-- START OF Material provided --

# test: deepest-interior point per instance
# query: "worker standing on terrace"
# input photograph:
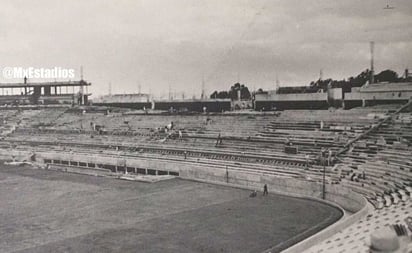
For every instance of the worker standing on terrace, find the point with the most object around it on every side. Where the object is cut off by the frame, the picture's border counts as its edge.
(219, 140)
(265, 190)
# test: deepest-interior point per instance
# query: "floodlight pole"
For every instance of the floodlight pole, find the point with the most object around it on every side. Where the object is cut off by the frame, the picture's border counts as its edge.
(324, 178)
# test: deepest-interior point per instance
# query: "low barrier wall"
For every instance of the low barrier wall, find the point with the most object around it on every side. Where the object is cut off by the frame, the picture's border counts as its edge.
(335, 194)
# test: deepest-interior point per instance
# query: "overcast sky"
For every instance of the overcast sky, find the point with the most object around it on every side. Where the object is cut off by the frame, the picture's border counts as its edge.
(157, 43)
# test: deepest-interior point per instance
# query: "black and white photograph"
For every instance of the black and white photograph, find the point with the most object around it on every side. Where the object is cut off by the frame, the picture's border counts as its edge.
(206, 126)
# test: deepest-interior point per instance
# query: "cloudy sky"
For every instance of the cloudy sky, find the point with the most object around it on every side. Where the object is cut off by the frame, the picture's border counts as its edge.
(162, 43)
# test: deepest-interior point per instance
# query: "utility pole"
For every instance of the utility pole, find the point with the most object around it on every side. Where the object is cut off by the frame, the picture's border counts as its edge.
(202, 95)
(324, 176)
(372, 78)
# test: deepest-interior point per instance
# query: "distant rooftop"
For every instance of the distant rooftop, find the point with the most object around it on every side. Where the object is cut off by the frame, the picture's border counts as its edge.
(387, 87)
(42, 84)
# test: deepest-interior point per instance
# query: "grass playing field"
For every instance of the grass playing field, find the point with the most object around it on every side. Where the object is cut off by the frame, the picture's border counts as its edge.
(48, 211)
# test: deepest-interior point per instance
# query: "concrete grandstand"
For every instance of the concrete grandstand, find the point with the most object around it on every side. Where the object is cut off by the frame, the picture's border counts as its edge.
(357, 159)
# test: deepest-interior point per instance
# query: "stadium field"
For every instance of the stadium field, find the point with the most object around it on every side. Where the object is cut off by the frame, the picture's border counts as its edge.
(50, 211)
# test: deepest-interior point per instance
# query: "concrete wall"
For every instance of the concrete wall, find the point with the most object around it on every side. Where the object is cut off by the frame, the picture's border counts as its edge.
(292, 97)
(378, 95)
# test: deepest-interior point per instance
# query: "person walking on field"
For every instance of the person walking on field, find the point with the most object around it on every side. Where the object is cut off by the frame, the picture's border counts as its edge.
(265, 190)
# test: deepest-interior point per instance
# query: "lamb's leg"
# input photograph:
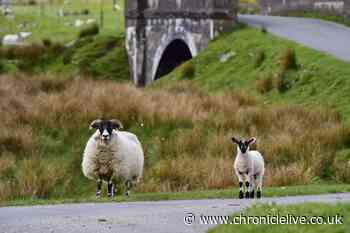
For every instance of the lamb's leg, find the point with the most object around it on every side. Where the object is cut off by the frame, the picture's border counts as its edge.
(251, 186)
(241, 188)
(98, 188)
(247, 185)
(259, 186)
(110, 189)
(128, 186)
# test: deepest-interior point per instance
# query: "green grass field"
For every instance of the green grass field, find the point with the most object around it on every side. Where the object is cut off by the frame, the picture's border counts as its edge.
(319, 80)
(192, 195)
(325, 212)
(44, 22)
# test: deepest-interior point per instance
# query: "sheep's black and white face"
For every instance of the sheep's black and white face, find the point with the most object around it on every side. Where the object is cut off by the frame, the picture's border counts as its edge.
(244, 145)
(105, 128)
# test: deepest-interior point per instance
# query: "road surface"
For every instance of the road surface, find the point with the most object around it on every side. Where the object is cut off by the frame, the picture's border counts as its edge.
(151, 217)
(321, 35)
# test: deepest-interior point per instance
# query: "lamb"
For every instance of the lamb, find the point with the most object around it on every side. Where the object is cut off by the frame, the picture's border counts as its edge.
(250, 165)
(112, 156)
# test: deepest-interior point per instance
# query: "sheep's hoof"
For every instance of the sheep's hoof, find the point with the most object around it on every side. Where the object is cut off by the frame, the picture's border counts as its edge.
(258, 194)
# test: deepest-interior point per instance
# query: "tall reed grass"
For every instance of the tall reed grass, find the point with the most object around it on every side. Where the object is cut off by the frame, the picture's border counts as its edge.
(185, 132)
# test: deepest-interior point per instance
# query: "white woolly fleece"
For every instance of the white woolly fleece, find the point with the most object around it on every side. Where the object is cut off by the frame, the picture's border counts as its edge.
(122, 157)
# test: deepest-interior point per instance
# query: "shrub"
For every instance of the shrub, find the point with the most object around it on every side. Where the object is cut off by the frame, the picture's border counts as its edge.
(187, 70)
(57, 48)
(89, 30)
(85, 12)
(259, 58)
(47, 42)
(281, 82)
(264, 85)
(32, 2)
(289, 60)
(2, 66)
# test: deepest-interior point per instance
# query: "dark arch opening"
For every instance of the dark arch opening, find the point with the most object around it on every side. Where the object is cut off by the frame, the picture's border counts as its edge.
(174, 55)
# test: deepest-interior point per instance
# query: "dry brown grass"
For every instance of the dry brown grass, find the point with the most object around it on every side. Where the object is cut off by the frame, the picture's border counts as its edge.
(196, 153)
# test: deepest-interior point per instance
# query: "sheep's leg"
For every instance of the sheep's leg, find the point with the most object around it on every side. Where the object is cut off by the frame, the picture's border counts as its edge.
(241, 188)
(247, 185)
(98, 187)
(127, 188)
(259, 186)
(110, 189)
(251, 186)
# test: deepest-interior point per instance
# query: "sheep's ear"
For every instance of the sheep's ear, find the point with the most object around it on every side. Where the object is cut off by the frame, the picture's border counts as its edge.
(235, 140)
(95, 124)
(252, 141)
(116, 124)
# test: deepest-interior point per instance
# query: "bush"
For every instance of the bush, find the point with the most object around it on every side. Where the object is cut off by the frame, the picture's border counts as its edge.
(32, 2)
(85, 12)
(281, 82)
(259, 58)
(57, 48)
(289, 60)
(187, 70)
(90, 30)
(2, 66)
(264, 85)
(47, 42)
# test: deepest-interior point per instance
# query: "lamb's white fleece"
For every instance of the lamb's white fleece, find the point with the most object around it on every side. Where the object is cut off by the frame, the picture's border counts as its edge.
(122, 158)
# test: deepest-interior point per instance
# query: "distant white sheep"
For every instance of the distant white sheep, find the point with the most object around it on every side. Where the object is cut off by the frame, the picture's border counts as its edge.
(249, 167)
(112, 156)
(14, 39)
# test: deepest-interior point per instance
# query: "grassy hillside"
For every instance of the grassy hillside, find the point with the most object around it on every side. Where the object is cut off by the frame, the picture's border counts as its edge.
(44, 22)
(326, 211)
(293, 99)
(317, 80)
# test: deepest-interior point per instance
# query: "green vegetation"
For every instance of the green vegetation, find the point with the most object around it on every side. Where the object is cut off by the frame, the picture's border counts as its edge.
(50, 94)
(319, 80)
(309, 210)
(320, 15)
(44, 22)
(195, 195)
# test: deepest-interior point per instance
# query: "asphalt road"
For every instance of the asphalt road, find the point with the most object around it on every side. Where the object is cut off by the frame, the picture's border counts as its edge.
(321, 35)
(151, 217)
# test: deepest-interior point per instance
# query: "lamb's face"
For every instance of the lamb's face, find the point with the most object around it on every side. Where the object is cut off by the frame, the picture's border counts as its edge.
(243, 145)
(105, 128)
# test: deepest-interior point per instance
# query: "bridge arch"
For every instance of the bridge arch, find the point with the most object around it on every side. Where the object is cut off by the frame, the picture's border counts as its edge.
(171, 55)
(152, 30)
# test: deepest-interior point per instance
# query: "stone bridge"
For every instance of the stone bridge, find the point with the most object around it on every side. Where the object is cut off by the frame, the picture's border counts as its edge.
(162, 34)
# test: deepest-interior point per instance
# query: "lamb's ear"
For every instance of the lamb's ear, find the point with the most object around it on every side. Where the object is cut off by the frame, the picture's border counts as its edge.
(235, 140)
(95, 124)
(116, 124)
(252, 141)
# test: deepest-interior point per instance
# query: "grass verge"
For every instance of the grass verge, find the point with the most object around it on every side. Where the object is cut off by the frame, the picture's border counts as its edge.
(194, 195)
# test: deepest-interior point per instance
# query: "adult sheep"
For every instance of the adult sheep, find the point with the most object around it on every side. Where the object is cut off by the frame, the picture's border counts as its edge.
(112, 156)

-- END OF Material provided --

-- What the task asks --
Report every line of the material that contains the string "pole", copied in full. Case counts.

-- Written solution --
# query: "floodlight pole"
For every instance of the floodlight pole, find the point with the most object around it on every side. Where the object is cut off by the frame, the picture's border counts as its edge.
# query: "utility pole"
For every instance of the utility pole, find the point with the most object around it on every side. Where the object is cut off by the frame, the picture's border counts as its edge.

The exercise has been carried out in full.